Task instructions
In the answer, give the entries below exactly, from the first line through the line with "Pick out a point on every instance of the pink", with every picture omitted.

Referring expression data
== Segment start ==
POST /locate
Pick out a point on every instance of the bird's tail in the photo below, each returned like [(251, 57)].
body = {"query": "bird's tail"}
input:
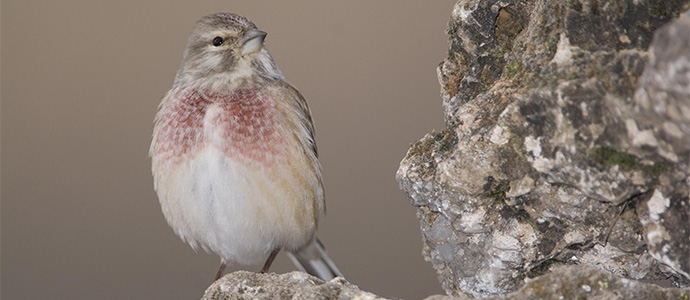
[(313, 259)]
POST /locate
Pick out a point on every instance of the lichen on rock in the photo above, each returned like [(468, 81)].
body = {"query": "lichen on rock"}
[(567, 142)]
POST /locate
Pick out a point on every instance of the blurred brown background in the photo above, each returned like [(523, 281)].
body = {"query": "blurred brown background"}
[(80, 84)]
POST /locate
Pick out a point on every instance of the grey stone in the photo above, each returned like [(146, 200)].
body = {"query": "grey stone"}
[(584, 282), (567, 142), (294, 285)]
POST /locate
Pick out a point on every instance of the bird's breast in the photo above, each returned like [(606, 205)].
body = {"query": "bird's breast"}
[(244, 125)]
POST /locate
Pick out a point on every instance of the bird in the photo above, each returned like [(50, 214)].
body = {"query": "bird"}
[(233, 155)]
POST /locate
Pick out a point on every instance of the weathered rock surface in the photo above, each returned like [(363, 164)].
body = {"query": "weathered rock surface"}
[(566, 282), (567, 142), (585, 282), (294, 285)]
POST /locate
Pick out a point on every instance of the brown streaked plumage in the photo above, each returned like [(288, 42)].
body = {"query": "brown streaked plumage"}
[(233, 154)]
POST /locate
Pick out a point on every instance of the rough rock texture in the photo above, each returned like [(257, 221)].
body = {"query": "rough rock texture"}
[(295, 285), (583, 282), (567, 282), (567, 142)]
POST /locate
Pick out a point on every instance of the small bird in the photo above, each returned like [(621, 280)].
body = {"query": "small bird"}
[(233, 155)]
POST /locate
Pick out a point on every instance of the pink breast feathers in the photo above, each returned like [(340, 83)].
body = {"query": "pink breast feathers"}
[(242, 125), (248, 127)]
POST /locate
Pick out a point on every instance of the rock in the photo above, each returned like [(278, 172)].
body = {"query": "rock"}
[(567, 142), (294, 285), (565, 282), (585, 282)]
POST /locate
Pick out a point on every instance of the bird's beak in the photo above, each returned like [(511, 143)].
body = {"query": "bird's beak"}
[(252, 41)]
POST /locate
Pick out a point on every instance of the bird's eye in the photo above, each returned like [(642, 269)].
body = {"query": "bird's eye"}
[(217, 41)]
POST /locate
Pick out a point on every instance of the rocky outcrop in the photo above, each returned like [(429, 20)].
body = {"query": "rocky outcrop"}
[(567, 142), (294, 285), (566, 282)]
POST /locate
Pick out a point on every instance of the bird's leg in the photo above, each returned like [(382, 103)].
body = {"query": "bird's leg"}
[(270, 259), (220, 270)]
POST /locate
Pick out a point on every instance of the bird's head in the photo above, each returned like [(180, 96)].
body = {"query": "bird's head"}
[(226, 49)]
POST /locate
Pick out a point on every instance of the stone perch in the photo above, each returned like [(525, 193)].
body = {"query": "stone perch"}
[(567, 143)]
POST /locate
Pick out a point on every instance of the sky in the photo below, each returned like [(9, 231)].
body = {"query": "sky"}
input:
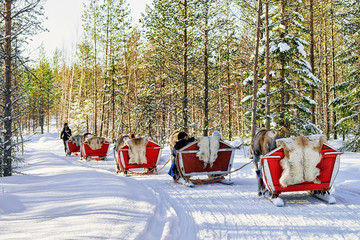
[(62, 197), (64, 25)]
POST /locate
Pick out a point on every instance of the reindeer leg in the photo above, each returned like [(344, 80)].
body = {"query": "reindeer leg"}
[(261, 185)]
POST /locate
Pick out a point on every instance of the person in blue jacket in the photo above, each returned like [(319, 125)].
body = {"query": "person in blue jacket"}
[(183, 140)]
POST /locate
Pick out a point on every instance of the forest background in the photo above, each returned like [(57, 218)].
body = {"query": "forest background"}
[(197, 65)]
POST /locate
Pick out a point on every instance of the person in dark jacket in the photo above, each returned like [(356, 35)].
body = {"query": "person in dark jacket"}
[(183, 140), (65, 134)]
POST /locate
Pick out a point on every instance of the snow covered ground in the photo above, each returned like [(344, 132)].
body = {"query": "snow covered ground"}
[(59, 197)]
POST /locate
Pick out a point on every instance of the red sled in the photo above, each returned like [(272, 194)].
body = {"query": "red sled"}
[(153, 154), (72, 148), (190, 165), (271, 171), (98, 154)]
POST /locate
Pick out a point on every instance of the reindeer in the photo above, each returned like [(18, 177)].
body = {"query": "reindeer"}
[(264, 142)]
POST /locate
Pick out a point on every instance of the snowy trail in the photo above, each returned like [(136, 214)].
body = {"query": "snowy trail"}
[(67, 198)]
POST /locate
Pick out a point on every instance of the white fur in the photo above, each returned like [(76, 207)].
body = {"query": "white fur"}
[(95, 142), (208, 149), (137, 150), (301, 163)]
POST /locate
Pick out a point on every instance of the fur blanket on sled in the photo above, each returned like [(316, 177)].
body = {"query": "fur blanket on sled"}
[(137, 150), (95, 142), (76, 139), (208, 149), (121, 142), (302, 155)]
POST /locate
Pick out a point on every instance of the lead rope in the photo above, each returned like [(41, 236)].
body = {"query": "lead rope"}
[(218, 177)]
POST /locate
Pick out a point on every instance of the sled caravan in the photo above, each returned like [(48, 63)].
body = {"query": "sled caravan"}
[(304, 163)]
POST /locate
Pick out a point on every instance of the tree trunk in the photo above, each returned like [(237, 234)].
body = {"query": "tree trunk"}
[(185, 70), (256, 69), (206, 73), (333, 66), (7, 93), (312, 58), (267, 66)]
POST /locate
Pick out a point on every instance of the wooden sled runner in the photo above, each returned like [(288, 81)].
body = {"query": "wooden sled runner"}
[(329, 164), (189, 165), (99, 154), (153, 154), (72, 148)]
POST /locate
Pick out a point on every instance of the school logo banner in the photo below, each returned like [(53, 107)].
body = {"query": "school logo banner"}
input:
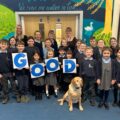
[(20, 60), (69, 66), (52, 64)]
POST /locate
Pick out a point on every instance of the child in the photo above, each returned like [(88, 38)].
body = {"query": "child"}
[(64, 44), (98, 49), (71, 40), (19, 35), (113, 46), (61, 56), (22, 78), (51, 78), (12, 49), (54, 45), (38, 82), (117, 78), (88, 68), (5, 70), (105, 76), (30, 49), (79, 53), (38, 42), (48, 46)]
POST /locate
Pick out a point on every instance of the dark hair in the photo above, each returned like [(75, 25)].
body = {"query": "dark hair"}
[(11, 38), (37, 31), (69, 51), (92, 38), (107, 49), (4, 41), (30, 37), (20, 43), (116, 51), (68, 29), (51, 32), (61, 48)]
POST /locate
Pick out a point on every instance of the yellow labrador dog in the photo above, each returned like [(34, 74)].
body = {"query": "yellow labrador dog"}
[(73, 94)]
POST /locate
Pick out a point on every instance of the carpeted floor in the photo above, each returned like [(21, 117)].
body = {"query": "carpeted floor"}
[(49, 109)]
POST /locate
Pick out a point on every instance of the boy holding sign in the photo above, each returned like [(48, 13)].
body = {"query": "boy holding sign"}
[(51, 78), (5, 73), (37, 73), (88, 71), (20, 64)]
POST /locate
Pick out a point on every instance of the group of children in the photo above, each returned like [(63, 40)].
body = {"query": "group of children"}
[(99, 67)]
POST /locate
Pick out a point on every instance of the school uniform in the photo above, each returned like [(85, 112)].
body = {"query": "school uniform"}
[(23, 38), (39, 45), (12, 49), (88, 71), (55, 47), (60, 72), (5, 71), (67, 77), (117, 78), (72, 43), (106, 73), (38, 83), (30, 52)]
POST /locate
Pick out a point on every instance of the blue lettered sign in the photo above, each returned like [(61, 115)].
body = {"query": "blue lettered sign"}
[(20, 60), (69, 66), (52, 64), (37, 70)]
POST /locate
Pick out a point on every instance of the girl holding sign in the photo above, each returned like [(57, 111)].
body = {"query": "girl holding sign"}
[(38, 82), (21, 74), (51, 78)]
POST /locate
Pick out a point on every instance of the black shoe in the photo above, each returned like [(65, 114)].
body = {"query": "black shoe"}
[(106, 106), (114, 104), (100, 105)]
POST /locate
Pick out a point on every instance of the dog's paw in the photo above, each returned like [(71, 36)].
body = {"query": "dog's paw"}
[(70, 109), (81, 108)]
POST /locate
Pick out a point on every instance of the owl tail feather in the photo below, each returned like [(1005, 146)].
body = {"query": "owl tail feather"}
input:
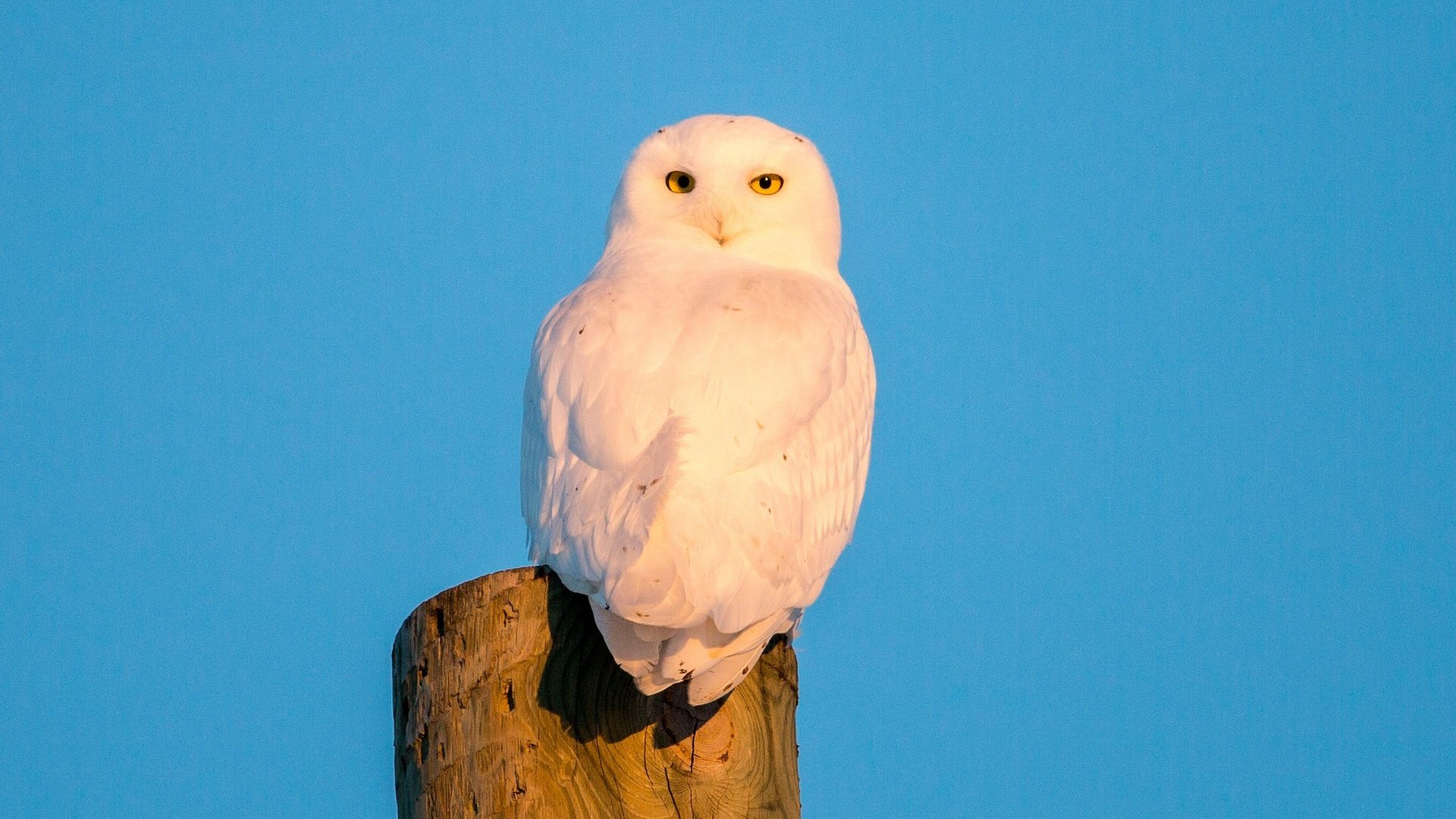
[(712, 662)]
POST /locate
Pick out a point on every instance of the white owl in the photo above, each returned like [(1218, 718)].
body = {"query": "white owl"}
[(698, 413)]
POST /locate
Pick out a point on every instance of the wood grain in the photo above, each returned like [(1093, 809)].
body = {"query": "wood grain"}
[(509, 704)]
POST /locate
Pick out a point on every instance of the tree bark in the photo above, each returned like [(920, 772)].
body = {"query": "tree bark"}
[(507, 703)]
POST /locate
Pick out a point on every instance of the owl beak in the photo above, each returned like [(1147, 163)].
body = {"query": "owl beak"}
[(717, 223)]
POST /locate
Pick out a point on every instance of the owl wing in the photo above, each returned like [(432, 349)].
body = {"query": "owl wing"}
[(761, 379)]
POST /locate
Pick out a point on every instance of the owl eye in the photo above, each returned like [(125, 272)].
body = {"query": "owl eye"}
[(680, 183), (766, 184)]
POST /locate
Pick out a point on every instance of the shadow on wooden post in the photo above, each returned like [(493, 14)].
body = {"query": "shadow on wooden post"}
[(507, 703)]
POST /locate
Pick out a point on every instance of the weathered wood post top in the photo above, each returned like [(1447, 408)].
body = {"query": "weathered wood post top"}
[(509, 704)]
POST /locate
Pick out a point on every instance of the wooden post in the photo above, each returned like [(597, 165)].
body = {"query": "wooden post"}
[(507, 703)]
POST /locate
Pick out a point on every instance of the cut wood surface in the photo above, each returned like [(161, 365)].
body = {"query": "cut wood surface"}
[(507, 703)]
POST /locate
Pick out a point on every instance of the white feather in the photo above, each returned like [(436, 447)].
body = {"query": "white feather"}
[(698, 413)]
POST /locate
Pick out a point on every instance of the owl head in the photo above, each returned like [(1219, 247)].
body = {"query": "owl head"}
[(734, 186)]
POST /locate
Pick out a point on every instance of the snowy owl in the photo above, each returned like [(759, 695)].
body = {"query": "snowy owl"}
== Segment end ==
Solution to the exercise
POST /locate
Pick out a point on every instance of the bird's tail in the photo below, each returned like [(251, 57)].
body = {"query": "bird's tail"}
input:
[(313, 259)]
POST /locate
Pick out a point on every instance of the lichen on rock in the photo above, each returned like [(468, 81)].
body = {"query": "lichen on rock"}
[(567, 142)]
POST /locate
Pick out a point on every instance of the blurred brown background in the photo above, each returned like [(523, 281)].
body = {"query": "blurred brown background"}
[(80, 84)]
POST /locate
Pick out a point on every instance of the grey stone in the photo above, each returned like [(146, 200)].
body = {"query": "grey stone"}
[(584, 282), (567, 142), (294, 285)]
POST /locate
Pick out a point on every instance of the bird's breast in the photo above, each returned like [(606, 205)].
body = {"query": "bird's breast"}
[(244, 125)]
POST /locate
Pick out a point on every instance of the bird in the photo above, each returned like [(50, 214)].
body = {"query": "bird"}
[(233, 155)]
POST /locate
Pick out a point on every instance of the weathered rock surface in the photo above, each returned like [(363, 164)].
body = {"query": "weathered rock surface"}
[(566, 282), (567, 142), (585, 282), (294, 285)]
POST /locate
Pick out a point on every instance of the brown streaked plumage in the photo above, each returned like [(288, 42)].
body = {"query": "brown streaked plumage"}
[(233, 154)]
POST /locate
Pick out a point on every instance of the rough rock texture in the photo above, each returned like [(257, 221)].
body = {"query": "rough rock texture"}
[(295, 285), (583, 282), (567, 282), (567, 142)]
POST /locate
Pick out a point on every instance of the small bird in the photo above, each returned like [(621, 280)].
body = {"query": "small bird"}
[(233, 155)]
POST /locate
Pick out a point on every instance of the pink breast feathers in the photo above, each returned like [(340, 83)].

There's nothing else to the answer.